#### [Information supplied]
※

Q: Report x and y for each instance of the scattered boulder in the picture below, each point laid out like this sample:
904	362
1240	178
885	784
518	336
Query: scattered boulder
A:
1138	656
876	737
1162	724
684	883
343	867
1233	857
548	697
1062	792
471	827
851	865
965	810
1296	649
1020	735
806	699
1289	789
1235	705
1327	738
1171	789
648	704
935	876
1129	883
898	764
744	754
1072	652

※

#### [Problem]
Write the material out exactly, with nothing left out.

#### [Solution below]
Q: Report x and y for each instance of the scattered boulder in the picture below, each point laid out like this sample:
904	362
1240	178
885	784
518	336
Query: scattered boulder
A:
1138	656
876	737
1162	724
684	883
343	867
1233	857
548	697
1062	792
471	827
851	865
965	810
1296	649
1020	735
806	699
1289	789
1235	705
1327	738
1171	789
648	704
935	876
1129	883
898	764
744	754
1072	652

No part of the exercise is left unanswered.